## BEGIN

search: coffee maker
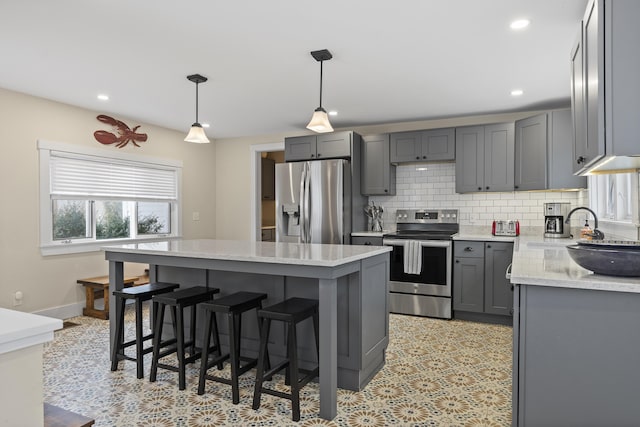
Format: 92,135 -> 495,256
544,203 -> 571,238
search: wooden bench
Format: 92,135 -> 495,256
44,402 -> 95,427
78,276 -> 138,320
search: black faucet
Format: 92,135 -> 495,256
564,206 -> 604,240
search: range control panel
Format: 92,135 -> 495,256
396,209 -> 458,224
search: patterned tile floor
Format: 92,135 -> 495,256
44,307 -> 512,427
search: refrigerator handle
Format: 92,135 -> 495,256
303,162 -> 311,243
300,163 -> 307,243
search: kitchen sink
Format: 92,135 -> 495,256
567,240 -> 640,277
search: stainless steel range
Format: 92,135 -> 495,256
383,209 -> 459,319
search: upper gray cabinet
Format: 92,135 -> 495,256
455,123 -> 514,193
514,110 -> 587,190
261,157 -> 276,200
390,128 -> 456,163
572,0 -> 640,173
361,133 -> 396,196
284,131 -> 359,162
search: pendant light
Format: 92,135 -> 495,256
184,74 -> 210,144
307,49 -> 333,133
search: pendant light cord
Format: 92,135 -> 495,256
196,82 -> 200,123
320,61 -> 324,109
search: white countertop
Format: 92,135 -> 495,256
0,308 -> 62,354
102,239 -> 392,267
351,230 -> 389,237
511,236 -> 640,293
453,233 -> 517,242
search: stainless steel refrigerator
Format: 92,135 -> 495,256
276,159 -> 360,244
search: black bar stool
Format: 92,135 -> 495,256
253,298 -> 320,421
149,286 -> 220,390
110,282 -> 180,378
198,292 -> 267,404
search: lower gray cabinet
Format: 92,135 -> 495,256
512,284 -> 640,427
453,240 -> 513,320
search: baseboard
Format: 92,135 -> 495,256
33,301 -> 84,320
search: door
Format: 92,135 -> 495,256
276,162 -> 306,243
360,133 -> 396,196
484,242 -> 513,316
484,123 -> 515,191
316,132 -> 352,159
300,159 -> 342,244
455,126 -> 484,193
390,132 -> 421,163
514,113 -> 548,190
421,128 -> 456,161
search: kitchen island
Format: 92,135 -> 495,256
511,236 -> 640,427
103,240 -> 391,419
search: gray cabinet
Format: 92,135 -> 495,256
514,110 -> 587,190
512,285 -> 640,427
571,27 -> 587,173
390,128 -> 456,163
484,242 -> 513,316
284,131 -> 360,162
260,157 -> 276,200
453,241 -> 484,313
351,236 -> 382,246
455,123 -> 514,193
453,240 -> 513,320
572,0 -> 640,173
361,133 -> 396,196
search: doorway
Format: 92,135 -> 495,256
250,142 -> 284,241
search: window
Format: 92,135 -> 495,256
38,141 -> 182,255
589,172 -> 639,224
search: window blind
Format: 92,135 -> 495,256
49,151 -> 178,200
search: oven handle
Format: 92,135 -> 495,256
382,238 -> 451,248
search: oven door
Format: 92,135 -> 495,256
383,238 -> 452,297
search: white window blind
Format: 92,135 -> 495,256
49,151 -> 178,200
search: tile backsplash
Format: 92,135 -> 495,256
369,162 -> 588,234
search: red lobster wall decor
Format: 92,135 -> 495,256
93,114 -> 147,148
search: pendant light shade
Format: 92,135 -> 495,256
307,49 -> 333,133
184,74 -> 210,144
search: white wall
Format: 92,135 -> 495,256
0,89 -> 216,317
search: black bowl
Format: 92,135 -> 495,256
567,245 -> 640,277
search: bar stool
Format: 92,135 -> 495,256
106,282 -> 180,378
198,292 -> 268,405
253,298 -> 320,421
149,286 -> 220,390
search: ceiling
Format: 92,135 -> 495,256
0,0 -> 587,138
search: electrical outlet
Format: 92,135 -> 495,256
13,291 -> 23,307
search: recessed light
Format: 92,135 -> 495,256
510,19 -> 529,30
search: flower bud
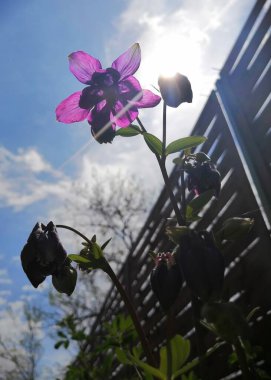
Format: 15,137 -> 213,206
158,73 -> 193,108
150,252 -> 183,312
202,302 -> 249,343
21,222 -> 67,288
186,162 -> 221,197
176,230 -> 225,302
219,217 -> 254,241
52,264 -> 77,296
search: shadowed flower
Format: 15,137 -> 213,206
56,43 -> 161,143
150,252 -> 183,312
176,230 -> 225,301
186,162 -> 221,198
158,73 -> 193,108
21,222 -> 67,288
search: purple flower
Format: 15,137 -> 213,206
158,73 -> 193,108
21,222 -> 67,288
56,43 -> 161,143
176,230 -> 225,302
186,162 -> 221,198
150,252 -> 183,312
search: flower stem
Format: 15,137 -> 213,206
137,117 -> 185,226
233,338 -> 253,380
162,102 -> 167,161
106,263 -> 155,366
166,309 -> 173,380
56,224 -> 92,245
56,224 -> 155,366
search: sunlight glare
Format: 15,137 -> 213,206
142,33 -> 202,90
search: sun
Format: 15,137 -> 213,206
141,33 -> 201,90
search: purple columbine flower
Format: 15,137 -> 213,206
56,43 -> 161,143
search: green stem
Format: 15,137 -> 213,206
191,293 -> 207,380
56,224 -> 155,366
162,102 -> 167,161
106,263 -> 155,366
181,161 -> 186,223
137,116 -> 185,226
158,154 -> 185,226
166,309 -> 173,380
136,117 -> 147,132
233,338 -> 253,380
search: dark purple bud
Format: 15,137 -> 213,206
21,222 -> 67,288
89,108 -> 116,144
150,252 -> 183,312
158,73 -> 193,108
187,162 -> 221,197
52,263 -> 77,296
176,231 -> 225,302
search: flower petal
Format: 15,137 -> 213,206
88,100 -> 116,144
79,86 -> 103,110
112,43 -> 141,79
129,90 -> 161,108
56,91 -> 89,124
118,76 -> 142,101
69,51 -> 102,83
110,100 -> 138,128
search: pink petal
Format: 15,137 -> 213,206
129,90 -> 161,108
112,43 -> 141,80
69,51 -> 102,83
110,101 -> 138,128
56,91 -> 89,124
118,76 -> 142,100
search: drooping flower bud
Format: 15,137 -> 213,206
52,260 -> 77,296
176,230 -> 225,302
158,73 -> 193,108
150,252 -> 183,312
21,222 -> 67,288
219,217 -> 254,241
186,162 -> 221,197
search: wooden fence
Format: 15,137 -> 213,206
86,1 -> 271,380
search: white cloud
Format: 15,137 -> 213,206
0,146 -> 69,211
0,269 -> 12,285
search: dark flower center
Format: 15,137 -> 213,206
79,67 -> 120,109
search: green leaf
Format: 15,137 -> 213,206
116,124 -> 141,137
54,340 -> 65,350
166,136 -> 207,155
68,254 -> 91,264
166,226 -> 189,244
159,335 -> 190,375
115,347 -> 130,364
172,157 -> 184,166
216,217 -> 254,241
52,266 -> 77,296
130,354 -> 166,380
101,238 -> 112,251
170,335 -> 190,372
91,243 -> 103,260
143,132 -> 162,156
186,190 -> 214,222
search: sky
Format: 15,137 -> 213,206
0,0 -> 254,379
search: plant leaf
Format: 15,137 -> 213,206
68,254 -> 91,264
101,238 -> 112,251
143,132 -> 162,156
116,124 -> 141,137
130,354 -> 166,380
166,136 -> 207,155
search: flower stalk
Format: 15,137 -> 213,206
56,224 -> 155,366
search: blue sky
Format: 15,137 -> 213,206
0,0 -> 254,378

## END
## BEGIN

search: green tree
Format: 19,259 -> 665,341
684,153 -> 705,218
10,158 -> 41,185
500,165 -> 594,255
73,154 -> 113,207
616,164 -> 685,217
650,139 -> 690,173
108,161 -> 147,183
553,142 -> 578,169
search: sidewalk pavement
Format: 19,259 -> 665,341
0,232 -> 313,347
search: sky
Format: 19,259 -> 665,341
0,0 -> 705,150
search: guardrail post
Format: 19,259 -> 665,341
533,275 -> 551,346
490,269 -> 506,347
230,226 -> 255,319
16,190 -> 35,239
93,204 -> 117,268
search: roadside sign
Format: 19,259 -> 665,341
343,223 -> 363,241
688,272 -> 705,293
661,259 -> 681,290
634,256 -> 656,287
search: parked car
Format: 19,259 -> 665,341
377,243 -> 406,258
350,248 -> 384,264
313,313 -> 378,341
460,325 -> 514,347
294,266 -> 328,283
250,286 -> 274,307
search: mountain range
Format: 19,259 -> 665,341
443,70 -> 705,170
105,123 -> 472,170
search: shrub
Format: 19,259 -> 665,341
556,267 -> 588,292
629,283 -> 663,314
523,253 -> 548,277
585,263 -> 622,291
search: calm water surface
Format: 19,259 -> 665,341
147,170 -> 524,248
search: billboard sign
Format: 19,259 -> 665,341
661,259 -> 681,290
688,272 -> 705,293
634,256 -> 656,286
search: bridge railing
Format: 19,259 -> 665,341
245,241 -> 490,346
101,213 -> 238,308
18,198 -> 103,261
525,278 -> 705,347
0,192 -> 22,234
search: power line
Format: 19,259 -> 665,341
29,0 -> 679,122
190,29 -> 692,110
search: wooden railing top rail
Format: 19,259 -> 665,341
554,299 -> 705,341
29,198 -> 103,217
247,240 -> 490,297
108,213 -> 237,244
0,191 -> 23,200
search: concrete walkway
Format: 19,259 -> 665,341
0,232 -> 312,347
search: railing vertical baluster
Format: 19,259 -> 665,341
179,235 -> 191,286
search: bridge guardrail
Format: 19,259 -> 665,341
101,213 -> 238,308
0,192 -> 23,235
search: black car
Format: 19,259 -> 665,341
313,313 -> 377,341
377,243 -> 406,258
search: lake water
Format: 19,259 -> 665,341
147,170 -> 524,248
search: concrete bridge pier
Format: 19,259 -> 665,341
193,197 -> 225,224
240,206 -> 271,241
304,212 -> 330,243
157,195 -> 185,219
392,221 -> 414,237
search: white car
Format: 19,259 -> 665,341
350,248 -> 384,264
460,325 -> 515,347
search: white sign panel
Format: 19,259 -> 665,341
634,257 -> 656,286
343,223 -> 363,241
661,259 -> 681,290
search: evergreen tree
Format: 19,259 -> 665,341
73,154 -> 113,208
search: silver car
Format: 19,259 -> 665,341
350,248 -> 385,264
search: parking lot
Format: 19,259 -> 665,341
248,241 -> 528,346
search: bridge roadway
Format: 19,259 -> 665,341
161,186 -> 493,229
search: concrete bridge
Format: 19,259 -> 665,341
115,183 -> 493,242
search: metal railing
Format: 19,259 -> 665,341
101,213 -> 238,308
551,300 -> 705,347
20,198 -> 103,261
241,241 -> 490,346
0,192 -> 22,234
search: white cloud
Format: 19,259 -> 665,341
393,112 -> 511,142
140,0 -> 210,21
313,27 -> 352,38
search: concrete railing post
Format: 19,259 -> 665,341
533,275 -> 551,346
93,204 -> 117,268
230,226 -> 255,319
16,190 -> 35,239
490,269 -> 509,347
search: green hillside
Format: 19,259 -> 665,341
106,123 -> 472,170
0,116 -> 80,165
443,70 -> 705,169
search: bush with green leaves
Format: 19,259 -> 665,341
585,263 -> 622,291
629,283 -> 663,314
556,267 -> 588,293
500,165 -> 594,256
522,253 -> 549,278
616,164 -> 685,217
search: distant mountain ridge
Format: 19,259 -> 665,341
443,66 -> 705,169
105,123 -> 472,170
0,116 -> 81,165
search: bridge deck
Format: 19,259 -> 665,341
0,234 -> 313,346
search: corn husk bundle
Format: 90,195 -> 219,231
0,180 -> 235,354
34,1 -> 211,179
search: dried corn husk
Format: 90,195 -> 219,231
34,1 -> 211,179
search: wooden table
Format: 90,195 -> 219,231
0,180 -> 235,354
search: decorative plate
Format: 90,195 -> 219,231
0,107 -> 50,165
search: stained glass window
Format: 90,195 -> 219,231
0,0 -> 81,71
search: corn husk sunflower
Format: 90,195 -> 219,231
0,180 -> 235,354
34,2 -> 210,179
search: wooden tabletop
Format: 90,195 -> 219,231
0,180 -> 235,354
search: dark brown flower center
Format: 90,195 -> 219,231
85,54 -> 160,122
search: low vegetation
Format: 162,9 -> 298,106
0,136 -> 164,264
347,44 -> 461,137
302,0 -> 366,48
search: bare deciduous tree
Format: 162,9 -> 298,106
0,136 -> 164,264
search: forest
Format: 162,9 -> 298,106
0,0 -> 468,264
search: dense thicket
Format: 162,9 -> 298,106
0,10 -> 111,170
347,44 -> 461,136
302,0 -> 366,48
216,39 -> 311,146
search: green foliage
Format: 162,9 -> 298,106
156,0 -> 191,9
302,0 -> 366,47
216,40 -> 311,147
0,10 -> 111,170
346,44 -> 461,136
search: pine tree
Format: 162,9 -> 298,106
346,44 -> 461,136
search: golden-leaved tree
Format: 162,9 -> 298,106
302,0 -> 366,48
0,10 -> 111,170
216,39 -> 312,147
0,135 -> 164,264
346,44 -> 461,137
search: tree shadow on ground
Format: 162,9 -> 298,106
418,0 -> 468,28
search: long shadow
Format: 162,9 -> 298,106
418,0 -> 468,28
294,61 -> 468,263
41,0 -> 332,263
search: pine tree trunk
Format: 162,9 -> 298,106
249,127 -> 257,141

## END

▶ [What you need to do]
Please rescale the items from the line with "search: flower petal" to the line with "0,269 -> 12,285", both ends included. Write out every one of those lines again, multiplying each bounding-box coordinate listed beneath the Format lines by 0.55 and rounding to whole numbers with halves going up, while leaving the search and Format lines as they are.

▶ [Result]
search: flower petal
Format: 15,137 -> 213,206
48,55 -> 64,79
43,47 -> 57,61
62,24 -> 78,43
71,50 -> 89,59
31,50 -> 49,68
65,42 -> 78,56
38,28 -> 56,46
61,55 -> 76,70
search: pink petal
Format: 15,137 -> 213,206
71,50 -> 89,59
62,24 -> 78,44
38,28 -> 56,46
61,56 -> 76,70
31,50 -> 49,68
65,42 -> 78,55
search: drooping flower bud
Format: 15,137 -> 213,206
29,143 -> 42,163
97,127 -> 124,166
87,40 -> 106,59
83,139 -> 101,172
12,122 -> 37,158
120,119 -> 140,133
102,89 -> 122,108
search: wooden fence
Format: 15,137 -> 213,206
47,1 -> 149,209
search: white cloud
Format: 15,137 -> 213,206
0,80 -> 38,116
0,148 -> 7,157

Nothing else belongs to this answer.